### Exercise inputs
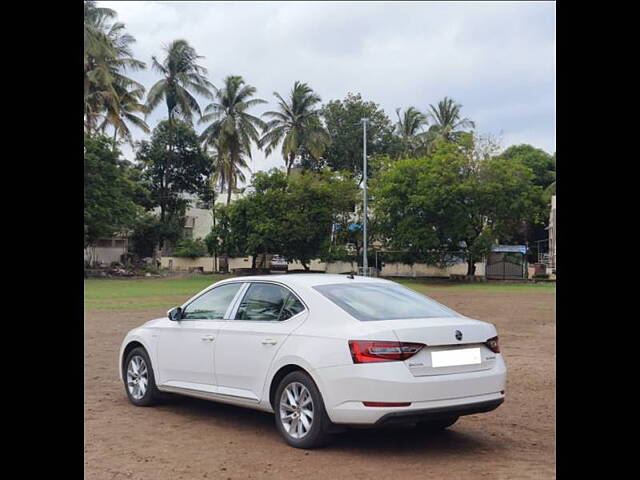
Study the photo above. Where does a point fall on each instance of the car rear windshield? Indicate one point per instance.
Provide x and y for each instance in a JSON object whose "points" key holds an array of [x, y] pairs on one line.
{"points": [[381, 301]]}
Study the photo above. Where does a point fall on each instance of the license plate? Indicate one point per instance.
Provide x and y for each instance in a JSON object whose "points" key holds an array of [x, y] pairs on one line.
{"points": [[452, 358]]}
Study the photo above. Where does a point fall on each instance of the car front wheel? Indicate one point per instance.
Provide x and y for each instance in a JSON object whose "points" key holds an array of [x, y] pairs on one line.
{"points": [[437, 425], [139, 381], [299, 410]]}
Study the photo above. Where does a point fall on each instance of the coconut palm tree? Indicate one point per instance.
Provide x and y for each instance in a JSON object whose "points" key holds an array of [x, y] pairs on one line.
{"points": [[447, 121], [181, 75], [231, 129], [128, 106], [297, 125], [107, 57], [409, 127]]}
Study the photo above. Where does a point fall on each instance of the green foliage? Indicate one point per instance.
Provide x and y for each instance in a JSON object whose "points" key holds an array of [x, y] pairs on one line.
{"points": [[167, 177], [342, 119], [109, 194], [149, 231], [190, 248], [288, 216], [297, 126], [540, 162], [110, 97], [231, 130], [451, 202], [181, 77]]}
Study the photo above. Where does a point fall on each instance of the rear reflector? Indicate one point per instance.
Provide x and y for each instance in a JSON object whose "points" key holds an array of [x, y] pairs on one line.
{"points": [[492, 344], [368, 351]]}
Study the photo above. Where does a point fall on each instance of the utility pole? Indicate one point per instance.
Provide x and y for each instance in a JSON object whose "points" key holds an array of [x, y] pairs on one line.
{"points": [[365, 262]]}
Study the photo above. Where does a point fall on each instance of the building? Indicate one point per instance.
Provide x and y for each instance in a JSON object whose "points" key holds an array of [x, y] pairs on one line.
{"points": [[197, 224]]}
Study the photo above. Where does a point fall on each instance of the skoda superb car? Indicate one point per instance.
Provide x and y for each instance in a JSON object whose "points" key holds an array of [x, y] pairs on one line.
{"points": [[321, 352]]}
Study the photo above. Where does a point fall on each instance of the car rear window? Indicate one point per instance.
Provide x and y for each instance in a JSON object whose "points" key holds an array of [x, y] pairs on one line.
{"points": [[381, 301]]}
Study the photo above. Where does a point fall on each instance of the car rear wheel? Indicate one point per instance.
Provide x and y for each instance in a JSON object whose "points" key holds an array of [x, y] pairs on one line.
{"points": [[299, 410], [139, 381], [437, 425]]}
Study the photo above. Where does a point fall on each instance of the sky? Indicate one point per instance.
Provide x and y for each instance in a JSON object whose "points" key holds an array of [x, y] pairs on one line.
{"points": [[497, 59]]}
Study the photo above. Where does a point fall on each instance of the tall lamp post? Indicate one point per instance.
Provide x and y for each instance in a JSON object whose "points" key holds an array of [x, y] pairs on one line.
{"points": [[365, 262]]}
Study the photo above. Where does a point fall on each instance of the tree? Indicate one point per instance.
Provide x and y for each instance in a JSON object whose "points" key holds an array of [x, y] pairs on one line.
{"points": [[409, 127], [108, 93], [452, 204], [187, 172], [291, 215], [542, 166], [447, 121], [296, 125], [232, 129], [109, 205], [124, 112], [181, 75], [342, 119], [190, 248], [540, 162]]}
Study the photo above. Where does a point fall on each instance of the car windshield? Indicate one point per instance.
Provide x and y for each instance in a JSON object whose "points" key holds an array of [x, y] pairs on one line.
{"points": [[381, 301]]}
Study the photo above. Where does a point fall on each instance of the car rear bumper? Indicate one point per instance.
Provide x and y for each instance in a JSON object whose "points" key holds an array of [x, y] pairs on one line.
{"points": [[345, 388], [439, 412]]}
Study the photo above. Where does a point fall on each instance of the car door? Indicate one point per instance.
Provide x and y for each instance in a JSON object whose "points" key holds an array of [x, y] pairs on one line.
{"points": [[186, 347], [265, 316]]}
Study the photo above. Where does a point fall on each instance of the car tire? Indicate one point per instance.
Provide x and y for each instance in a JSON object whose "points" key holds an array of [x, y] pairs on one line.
{"points": [[437, 425], [293, 422], [139, 380]]}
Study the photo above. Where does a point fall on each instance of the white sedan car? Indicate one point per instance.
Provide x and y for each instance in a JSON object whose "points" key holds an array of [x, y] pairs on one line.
{"points": [[321, 352]]}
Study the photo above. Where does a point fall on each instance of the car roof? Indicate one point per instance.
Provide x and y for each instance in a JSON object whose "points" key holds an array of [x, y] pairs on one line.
{"points": [[307, 279]]}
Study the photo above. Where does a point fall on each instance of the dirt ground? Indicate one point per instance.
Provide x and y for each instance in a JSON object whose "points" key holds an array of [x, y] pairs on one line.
{"points": [[192, 439]]}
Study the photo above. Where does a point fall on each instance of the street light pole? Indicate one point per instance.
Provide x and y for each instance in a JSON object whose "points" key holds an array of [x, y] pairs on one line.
{"points": [[365, 262]]}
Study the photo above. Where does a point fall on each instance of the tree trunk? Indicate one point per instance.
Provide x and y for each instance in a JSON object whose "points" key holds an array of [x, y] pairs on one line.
{"points": [[115, 137], [158, 252], [471, 266]]}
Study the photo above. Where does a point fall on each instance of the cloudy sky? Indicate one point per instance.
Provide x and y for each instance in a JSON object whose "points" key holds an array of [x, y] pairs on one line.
{"points": [[497, 59]]}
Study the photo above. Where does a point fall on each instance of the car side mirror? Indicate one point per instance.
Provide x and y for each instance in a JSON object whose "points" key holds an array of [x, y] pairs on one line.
{"points": [[175, 314]]}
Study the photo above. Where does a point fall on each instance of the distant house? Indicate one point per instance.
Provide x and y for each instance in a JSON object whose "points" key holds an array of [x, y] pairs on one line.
{"points": [[197, 224], [507, 262]]}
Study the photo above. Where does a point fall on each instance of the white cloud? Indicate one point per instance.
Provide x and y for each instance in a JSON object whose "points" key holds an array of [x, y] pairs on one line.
{"points": [[496, 58]]}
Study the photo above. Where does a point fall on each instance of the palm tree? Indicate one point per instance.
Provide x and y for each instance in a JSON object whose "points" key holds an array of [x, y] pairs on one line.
{"points": [[409, 127], [107, 56], [231, 129], [129, 104], [447, 121], [297, 125], [180, 75]]}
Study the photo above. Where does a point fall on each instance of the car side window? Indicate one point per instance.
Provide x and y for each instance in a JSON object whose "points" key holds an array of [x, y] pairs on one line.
{"points": [[268, 302], [213, 304]]}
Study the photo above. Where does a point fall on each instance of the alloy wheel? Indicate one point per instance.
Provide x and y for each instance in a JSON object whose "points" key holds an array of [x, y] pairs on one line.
{"points": [[296, 410], [137, 377]]}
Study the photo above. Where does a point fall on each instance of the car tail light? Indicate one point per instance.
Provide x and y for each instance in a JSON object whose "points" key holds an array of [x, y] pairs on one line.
{"points": [[492, 344], [368, 351], [386, 404]]}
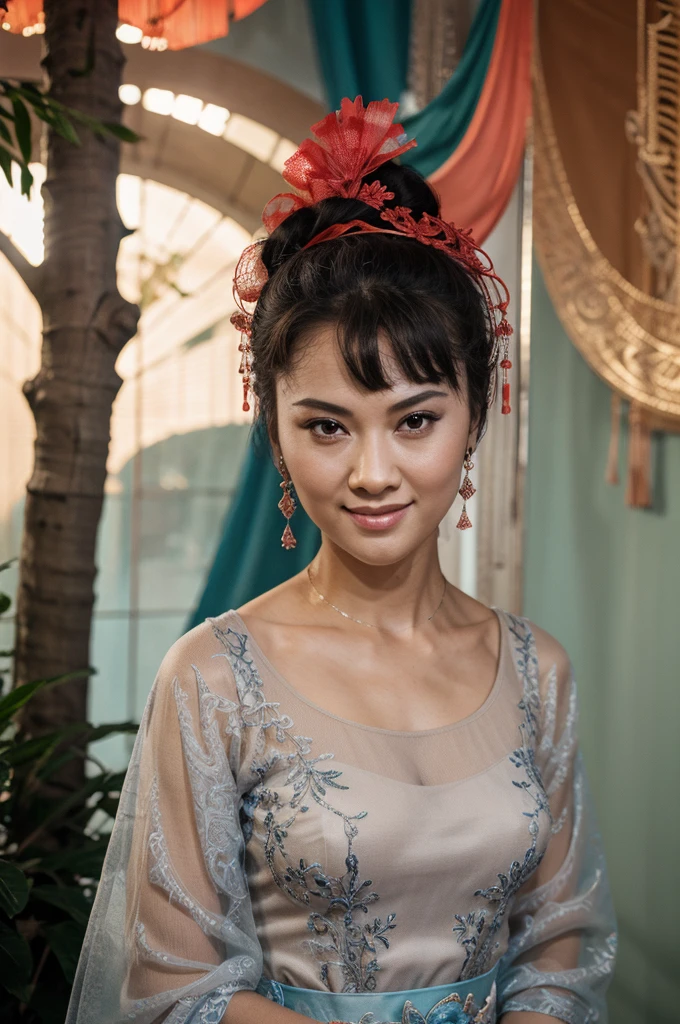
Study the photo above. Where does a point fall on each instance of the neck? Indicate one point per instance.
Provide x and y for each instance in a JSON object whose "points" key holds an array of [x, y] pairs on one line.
{"points": [[398, 597]]}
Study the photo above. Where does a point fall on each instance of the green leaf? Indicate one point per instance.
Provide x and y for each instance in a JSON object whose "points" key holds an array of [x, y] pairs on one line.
{"points": [[86, 861], [66, 940], [121, 131], [6, 164], [22, 127], [69, 898], [13, 889], [10, 704], [15, 961]]}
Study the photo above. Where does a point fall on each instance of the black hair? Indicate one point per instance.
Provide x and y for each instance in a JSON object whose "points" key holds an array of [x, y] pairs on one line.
{"points": [[424, 302]]}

### Stated problem
Leave out the pictures and copy the rest of the material above exactly.

### Exercise answer
Study the photo above. Where does a point fall on each instance of the car rear windshield? Indicate one point per instance.
Provide x and y for each instance in a JSON object whose "points" key holds an array of [x, y] pairs on one line.
{"points": [[381, 301]]}
Study the photo above. Where does a point fall on each instance of the license plate? Indicate one point per instance.
Provide x and y for each instance in a JSON object whose "points" key holds an array of [x, y] pairs on one line.
{"points": [[452, 358]]}
Study the photo above. Where does a point fall on each instance of the car front wheel? Indicate one point per instance.
Provide x and y for each instance in a JSON object whose "points" key holds an array of [x, y] pairs on one line.
{"points": [[437, 425], [139, 381], [299, 410]]}
Study the photo above. Where does a point fall on each instance of the coconut palm tree? Indicate one point per instance.
Provide x and y for each instance in a JSON object whose "points" key holds an array of [x, y] pairs on one line.
{"points": [[447, 121], [181, 75], [231, 129], [128, 106], [297, 125], [107, 57], [409, 127]]}
Study the photo above. Where does a point fall on each instance of the green foliage? Indicate one point per instance.
Provide x and y for each instance in a JSON object whose "points" key holds an array of [x, y] pairs on one line.
{"points": [[167, 177], [342, 119], [109, 194], [149, 231], [190, 248], [288, 216], [297, 126], [540, 162], [110, 97], [231, 130], [451, 202], [181, 77]]}
Study the photo above. Where does a point fall on each instance of the rear reflector? Indicate one point per instance.
Provide x and y for each instance in a JSON object whose "points" key holds an array of [x, y] pairs on one line.
{"points": [[492, 344], [368, 351]]}
Study the photo above. Where does a point fall on each instance of the utility pole? Indicate one point per instance.
Provide x and y for each instance in a JSON object whose "points" key holds an array of [x, y] pairs on one line.
{"points": [[365, 262]]}
Study the photo above. Where does a point fall on each instance of the building? Indicate one point per instance.
Provide x and y for each instance in a JSON object whose "points" key holds an array of [x, y] pairs on one line.
{"points": [[197, 224]]}
Study the photo above. Where does a point fall on each instance of the skoda superb car? Indicate one point per instance.
Provide x and y for each instance in a JSON object whose "points" key holds an array of [x, y] pairs on one line.
{"points": [[321, 352]]}
Study the photo above. Where does a point fall on each instance of the car rear window? Indicate one point per instance.
Provide x and y for each instance in a JSON object whose "points" key holds an array of [x, y] pairs on one line.
{"points": [[381, 301]]}
Study the photo above. Where does a point fall on each instance of the car rear wheel? Indicate one point per instance.
Provide x and y for each instance in a JSON object whose "points" key holds an array of [x, y] pairs on one line.
{"points": [[299, 410], [139, 381], [437, 425]]}
Study the photo above. Where does a point fall on each instance of the sky? Indicate one point per instance.
Provide x and y for each instance in a JSON object whose "points" key holds an array of [x, y] pairs on one line.
{"points": [[497, 59]]}
Study the photo above. Where does a point fall on each instance of the tall lamp post? Indicate one point per instance.
Provide x and y for each instance in a JSON object whose "points" key holds an array of [x, y] pairs on one line.
{"points": [[365, 262]]}
Study the photo above. Where does a point fall on each instance of the tree? Indicate one point per instance.
Provide x and y for each instance in a JSON object whose "points" key holds an array of [x, y] pairs on one line.
{"points": [[409, 127], [108, 93], [452, 204], [187, 172], [291, 215], [542, 166], [447, 121], [296, 125], [232, 129], [109, 205], [124, 112], [181, 75], [342, 119], [190, 248], [540, 162]]}
Study the photo above. Where does a point fall on each instance of the car windshield? Indicate one point per instance.
Provide x and y for each instance in a JSON object whose "points" key holds an array of [x, y] pairs on one line.
{"points": [[381, 301]]}
Study the photo above. Where does a point fall on each instance of the car rear bumper? Indicate one point per instance.
Provide x and y for each instance in a JSON object whose "points" key holds an array of [x, y] pairs on one line.
{"points": [[345, 388], [439, 412]]}
Study the photo above. Where does a point fall on each instance of the car door? Indicate one point per instance.
Provide x and y for each instance in a JSON object whose "points" key holds an array of [x, y] pairs on one line.
{"points": [[186, 347], [265, 316]]}
Study the photo above. Where does a point fall on each instance of the car tire? Indicate one point per instance.
Provide x and y for each instance in a JSON object whose "points" key holds an array of [x, y] pairs on one line.
{"points": [[437, 425], [293, 422], [139, 380]]}
Study the photo above. Where does a point fall on each instance of the white sedan car? Indicate one point per instance.
Provide x and y for each instance in a JSON object whose "points" key holds an array of [x, y] pairs on one line.
{"points": [[321, 352]]}
Study the photo above. Where does a point fall on each instance of the car roof? Indicate one point per instance.
Provide x and y for each instance in a JSON object whose "points" key holds an array of [x, y] pairs on one line.
{"points": [[307, 279]]}
Study the photo above. Where does a point fall on each instance of the dirt ground? Indicate one point per instance.
Provide x and y for each instance in a JSON object whose "points" key holds an array of [x, y] pairs on one line.
{"points": [[192, 439]]}
Study the photo above. Where does a point fall on each instance of the street light pole? Indicate one point per instance.
Provide x and y for each instance in a JSON object whose "points" key holds an array of [x, y] pairs on one line.
{"points": [[365, 262]]}
Study the photo above. Where does a point fall on each instance of the tree trunk? Indicate one point per instance.
Provide x and y for each instance in a JSON object whose "points" key holds an array of [x, y] pairs on one line.
{"points": [[115, 137], [158, 252], [471, 266]]}
Study the photo above. Where does a point fall on each instance of the cloudy sky? Indicate one point per instance.
Provide x and y for each instance in a JSON object whose "points" key holds an array of [x, y] pairs on one line.
{"points": [[497, 59]]}
Study the photo above. Where does a point fall on each instance of the car side mirror? Indicate one point per instance.
Provide x and y for each instance in a JSON object whose "points" key holds an array of [x, y] pairs on one line.
{"points": [[175, 314]]}
Study the photo above. Where does a point fall on each instance of the distant house? Indicate one point per instance.
Provide x and y for each instance in a JSON object whose "points" key holds an array of [x, y] pairs on one line.
{"points": [[197, 224], [507, 262]]}
Study the photo above. Where does a point fall on each instance of the white cloud? Indicate one point per instance.
Provide x and y for each instance in a JSON object whose "points" key holds an array of [x, y] pairs on one line.
{"points": [[496, 58]]}
Study the photo above. Where does a point fall on each instance of the palm tree? Indicate one point per instance.
Provide x and y for each instance in a JSON object whose "points" key holds an array of [x, y] pairs on one line.
{"points": [[409, 127], [107, 56], [231, 129], [129, 104], [447, 121], [297, 125], [180, 75]]}
Study the photo above. Where does a point fall on each instance of the car side window? Indicate one point per instance.
Provide x and y for each instance in a JSON object whose "points" key holds an array of [x, y] pairs on one line.
{"points": [[268, 302], [213, 304]]}
Study the photo above. Where does a point fall on each instance of the alloy wheel? Indicate one point per instance.
Provide x and y for each instance in a JSON object whose "points" key holds an array of [x, y] pairs on one line.
{"points": [[296, 410], [137, 377]]}
Study the photo above. Where does a point fall on each instance of the car tail light? Indicate one point per instance.
Provide x and y for each instance in a JSON object whose "points" key holds an array of [x, y] pairs on one line.
{"points": [[492, 344], [368, 351], [386, 404]]}
Study the photo above. Where does a point fall on each instance of the neck? Indicate one point per instance.
Provide x and y for each instance in a JSON object whose "points" key holds an array of [x, y] pairs on one line.
{"points": [[398, 597]]}
Study the photo above. Where does a point fall on each instance of the green leaf? Indicate one point per instance.
Provide x and y for each instance in a JSON object whose "points" key holds an array of [x, y] pairs on one line.
{"points": [[86, 861], [66, 940], [121, 131], [6, 164], [22, 127], [69, 898], [13, 889], [10, 704], [15, 961]]}
Study the photo above. Where does a point fall on each instance of the black hair? Indicate one point per instance.
Provide x and y for each instance in a JSON object whose "points" key holds an array of [x, y] pairs on one line.
{"points": [[424, 302]]}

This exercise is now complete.